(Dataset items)
-- BEGIN --
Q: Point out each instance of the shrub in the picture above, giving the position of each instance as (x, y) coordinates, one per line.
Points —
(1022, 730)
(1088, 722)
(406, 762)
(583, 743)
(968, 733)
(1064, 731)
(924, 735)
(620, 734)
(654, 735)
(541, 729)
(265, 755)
-- END --
▶ _To be done_: Reproduce the whole listing above line for line, with no changes.

▶ _Result of this exercise_:
Q: Point out each instance of the shrub in the picture above, giving the position of each instance as (x, y) coordinates, one per line.
Points —
(1022, 730)
(1088, 722)
(406, 762)
(583, 743)
(968, 733)
(1064, 731)
(924, 735)
(620, 734)
(654, 735)
(541, 729)
(265, 755)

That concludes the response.